::: ENTRIES :::

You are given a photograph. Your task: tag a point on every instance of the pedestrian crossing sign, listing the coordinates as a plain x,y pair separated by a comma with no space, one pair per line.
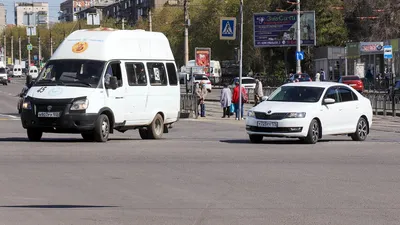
227,30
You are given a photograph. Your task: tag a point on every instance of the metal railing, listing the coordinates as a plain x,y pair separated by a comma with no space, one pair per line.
384,104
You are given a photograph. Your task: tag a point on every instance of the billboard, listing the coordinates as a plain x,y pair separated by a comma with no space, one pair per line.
369,48
279,29
203,58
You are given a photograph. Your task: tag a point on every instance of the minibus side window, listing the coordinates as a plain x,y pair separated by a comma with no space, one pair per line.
157,74
113,69
172,76
136,74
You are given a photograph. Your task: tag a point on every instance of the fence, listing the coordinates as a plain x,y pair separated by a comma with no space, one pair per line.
384,104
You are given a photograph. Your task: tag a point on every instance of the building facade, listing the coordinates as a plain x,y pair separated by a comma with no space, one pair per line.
69,8
3,17
36,13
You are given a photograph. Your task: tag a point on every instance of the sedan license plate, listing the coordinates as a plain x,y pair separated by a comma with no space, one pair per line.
49,114
267,124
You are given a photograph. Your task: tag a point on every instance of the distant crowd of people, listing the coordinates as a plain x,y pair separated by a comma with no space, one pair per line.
229,100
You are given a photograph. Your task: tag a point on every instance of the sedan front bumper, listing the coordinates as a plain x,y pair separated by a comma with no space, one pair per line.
293,127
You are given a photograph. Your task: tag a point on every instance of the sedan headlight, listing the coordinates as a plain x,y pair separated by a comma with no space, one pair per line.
251,114
26,104
296,115
80,104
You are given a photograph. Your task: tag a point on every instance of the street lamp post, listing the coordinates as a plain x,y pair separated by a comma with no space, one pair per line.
298,41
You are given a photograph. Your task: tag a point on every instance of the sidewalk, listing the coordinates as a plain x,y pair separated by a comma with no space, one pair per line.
214,114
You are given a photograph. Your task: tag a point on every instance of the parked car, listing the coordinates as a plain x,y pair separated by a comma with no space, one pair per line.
201,79
353,81
247,82
3,76
302,77
309,111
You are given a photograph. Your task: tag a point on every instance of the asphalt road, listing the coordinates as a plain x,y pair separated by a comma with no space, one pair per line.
203,172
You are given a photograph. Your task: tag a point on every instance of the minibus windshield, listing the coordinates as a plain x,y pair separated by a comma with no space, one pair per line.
71,72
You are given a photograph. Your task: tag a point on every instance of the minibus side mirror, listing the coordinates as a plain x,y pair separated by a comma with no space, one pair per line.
28,80
113,83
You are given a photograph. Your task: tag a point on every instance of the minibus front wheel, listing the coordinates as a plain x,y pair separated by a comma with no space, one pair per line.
102,128
155,130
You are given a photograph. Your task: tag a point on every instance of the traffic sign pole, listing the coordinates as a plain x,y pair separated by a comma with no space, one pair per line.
29,53
298,41
241,61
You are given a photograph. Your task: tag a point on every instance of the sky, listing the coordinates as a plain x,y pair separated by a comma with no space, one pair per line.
54,7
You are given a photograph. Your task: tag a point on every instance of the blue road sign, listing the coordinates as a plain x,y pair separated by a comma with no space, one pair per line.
278,29
300,55
227,28
387,52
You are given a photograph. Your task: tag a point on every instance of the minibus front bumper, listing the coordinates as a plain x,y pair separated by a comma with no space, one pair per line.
66,122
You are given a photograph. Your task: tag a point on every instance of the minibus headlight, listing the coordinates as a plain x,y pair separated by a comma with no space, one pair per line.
26,104
80,104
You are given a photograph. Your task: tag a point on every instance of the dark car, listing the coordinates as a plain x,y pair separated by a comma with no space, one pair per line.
302,77
353,81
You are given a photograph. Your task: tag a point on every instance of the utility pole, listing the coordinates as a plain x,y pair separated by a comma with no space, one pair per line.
241,61
150,21
298,41
12,50
345,61
51,44
40,52
19,48
187,23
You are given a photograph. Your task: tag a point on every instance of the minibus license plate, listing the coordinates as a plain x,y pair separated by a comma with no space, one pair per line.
267,124
49,114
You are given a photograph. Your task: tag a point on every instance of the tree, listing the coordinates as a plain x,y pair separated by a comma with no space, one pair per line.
388,24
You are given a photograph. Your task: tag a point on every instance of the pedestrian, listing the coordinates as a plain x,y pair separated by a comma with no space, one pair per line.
203,94
226,101
317,76
258,92
323,76
235,99
197,93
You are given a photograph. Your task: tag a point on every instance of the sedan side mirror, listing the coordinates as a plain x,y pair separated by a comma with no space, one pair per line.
328,101
113,83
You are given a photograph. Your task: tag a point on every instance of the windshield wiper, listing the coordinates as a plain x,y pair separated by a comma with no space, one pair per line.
80,82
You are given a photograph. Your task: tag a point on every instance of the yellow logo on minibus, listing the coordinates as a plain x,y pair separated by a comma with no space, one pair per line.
80,47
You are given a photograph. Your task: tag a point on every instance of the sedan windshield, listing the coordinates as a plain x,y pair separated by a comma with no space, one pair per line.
81,73
296,94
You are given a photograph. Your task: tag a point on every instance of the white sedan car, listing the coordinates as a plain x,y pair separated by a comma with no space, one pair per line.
310,110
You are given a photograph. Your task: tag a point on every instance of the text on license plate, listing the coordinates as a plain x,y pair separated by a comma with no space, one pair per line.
267,124
49,114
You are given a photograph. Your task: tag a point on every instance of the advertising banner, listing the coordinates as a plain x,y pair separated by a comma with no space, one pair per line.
203,58
367,48
280,29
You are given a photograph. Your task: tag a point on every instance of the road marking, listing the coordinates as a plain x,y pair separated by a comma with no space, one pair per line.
10,116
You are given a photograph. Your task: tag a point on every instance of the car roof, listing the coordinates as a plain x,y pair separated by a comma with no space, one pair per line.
321,84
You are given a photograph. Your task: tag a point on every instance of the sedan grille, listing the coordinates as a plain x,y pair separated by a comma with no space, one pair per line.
273,116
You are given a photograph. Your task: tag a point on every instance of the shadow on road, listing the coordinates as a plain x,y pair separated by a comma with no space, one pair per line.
61,140
280,142
56,206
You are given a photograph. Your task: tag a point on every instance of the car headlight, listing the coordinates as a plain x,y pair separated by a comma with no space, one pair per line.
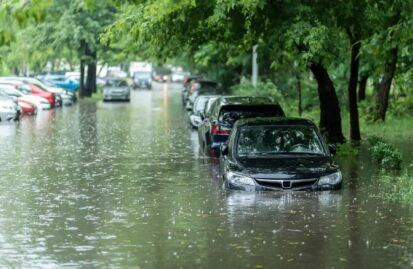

:::

> TASK PROMPT
Repeat the records from the line with "car roof, listing" up to and including the last line of the records, requests included, shifting every coordinate in the answers up by 7. Leave the pictures out of your answer.

> THE ANSWER
You are given a photograph. Your task: tag a point on every instance of the car roof, listing the coordinates as a plain x,y pair separated by a comma with no space, one pair per line.
328,91
You are given a photograph. Your task: tag a point on every instance of the sedan grille, listing the coordinates as a plain x,y pair separated by a comma with no space, one pair per line.
280,123
You are given a photograph. Your task: tag a point on every instance of the shadow on road, listing the coordinates as a plain x,y pair separated by a comma with no space, one pair per line.
68,147
287,149
63,213
You are given a photograph. Your task: tag a point on every instance of the car headlight, listing the coordinates as a plain x,y pair separated by a comma with no space, one pair per line.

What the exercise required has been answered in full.